**Records shown**
>>>>>

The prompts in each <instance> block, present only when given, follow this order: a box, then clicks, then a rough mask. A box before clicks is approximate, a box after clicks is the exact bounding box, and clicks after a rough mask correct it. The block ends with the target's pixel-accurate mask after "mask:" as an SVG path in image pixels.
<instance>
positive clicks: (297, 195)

<<<<<
>>>>>

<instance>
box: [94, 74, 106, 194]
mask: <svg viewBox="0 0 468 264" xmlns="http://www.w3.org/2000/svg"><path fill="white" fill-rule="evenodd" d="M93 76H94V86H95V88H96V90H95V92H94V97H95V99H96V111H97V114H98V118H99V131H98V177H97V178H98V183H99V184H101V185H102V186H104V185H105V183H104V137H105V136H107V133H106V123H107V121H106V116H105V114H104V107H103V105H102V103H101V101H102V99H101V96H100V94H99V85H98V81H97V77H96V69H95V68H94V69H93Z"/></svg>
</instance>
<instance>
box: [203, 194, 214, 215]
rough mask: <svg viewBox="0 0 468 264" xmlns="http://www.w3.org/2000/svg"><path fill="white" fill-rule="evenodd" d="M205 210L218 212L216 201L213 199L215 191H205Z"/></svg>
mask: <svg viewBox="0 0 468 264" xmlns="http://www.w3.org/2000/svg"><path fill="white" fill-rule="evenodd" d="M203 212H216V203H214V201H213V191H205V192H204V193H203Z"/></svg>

<<<<<
>>>>>

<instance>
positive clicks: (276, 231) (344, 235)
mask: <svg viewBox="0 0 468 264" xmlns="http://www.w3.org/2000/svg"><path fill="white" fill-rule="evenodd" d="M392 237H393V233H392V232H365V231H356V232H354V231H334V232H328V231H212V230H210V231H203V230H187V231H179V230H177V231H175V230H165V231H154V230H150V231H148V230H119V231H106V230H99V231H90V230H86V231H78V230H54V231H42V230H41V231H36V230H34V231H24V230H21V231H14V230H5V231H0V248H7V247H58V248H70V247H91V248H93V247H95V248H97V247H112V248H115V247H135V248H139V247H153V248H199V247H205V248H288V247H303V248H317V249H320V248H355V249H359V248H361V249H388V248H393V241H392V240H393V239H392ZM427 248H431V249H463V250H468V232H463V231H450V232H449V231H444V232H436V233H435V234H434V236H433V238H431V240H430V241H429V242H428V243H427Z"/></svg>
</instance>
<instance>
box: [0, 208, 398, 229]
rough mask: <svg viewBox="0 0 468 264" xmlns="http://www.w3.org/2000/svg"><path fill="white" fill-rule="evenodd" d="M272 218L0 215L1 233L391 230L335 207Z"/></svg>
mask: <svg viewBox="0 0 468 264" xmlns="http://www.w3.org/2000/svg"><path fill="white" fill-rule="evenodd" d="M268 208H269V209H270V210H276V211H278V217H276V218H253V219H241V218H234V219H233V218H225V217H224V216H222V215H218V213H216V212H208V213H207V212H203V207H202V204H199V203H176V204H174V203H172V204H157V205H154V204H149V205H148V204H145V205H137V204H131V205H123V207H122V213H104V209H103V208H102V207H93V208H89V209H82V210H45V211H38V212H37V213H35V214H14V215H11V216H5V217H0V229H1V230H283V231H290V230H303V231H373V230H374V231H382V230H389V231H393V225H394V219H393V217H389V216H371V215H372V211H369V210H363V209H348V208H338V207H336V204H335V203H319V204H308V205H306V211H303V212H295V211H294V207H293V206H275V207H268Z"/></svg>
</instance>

<<<<<

**Exercise goal**
Go to the line in the material above that contains "The prompts in" and copy exactly from there through the line that contains "positive clicks: (297, 195)", stopping after it.

**Answer area**
The prompts in each <instance> block, present only when given, follow this order: a box, then clicks, then a rough mask. A box before clicks is approximate, a box after clicks is the exact bounding box, and clicks after a rough mask correct it. The block ends with the target's pixel-accurate mask after "mask:" as an SVG path in image pixels.
<instance>
positive clicks: (297, 195)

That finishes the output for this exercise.